### Task instructions
a - Translate this sentence from the passage on Oscar and the ACA into Spanish: "This view was one of the main reasons Founders Fund invested."
b - In the passage on Oscar and the ACA, reproduce everything from "This view was" down to "insurance needed disruption.".

Singerman agreed that the ACA played a major role in Oscar's ability to succeed, noting that it put the young company into the same league as the large, incumbent players.
ACA was catalyst, not reason
"What we always look for is something that is a huge space, that we care a lot about, that has a huge moat, where the entrepreneurs are extremely confident and we know that can execute on such a complicated problem. What Oscar had, when we invested, was a huge moat, in the form of: it was the only startup that had approval to be on the ACA," Singerman concurred.
"The ACA was such a huge catalyst for the company to be on the same playing field as a lot of these incumbents. You never see that. Often, in a disruptive space, you have to take down these huge competitors, but they had an even playing field on the ACA. They were on the same exact exchange."
This view was one of the main reasons Founders Fund invested. At the same time, Singerman had been working on his own thesis about why insurance needed disruption.
"Back in those days, there was actually a big hole in lots of areas of healthcare. Fortunately, now people are starting to invest a lot more in the space, which is fantastic. Back in 2010, 2011, we were talking about all these different areas of healthcare: talking about genomics, talking about healthcare providing, talking about actual cures, and therapies and biotech, talking about all the Fitbit, Misfit tracking stuff. We started to fill in the holes there, and fill in the blanks, with a bunch of companies across the different sectors, but there was one glaring hole missing," he said.
"We actually gave an LP presentation about this in 2012, where we said, 'Well, you see all these areas where we've got our own healthcare, but there's one big hole right in the middle, called the payer. I bet you see us do something in that space in the next year.'"
401K vs pension plan
Francisco asked Schlosser to explain how he envisioned consumers interaction with insurance policies to be similar to 401k plans.
"If you asked me how this is going to play out going forward, that's where the 401k comparison comes in. I really do believe that the only cure, so to speak, for the ills we have in U.S. healthcare, the system's too expensive, outcomes are not good enough, if you compare to other rich countries, is more and more individualization, and consumerization," he said.

### Listed entries
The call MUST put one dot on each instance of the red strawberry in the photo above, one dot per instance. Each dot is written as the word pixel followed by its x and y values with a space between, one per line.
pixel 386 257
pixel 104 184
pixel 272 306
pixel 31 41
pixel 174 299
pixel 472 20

### Outputs by task
a - Esta opinión fue una de las principales razones por las que Founders Fund invirtió.

b -
This view was one of the main reasons Founders Fund invested. At the same time, Singerman had been working on his own thesis about why insurance needed disruption.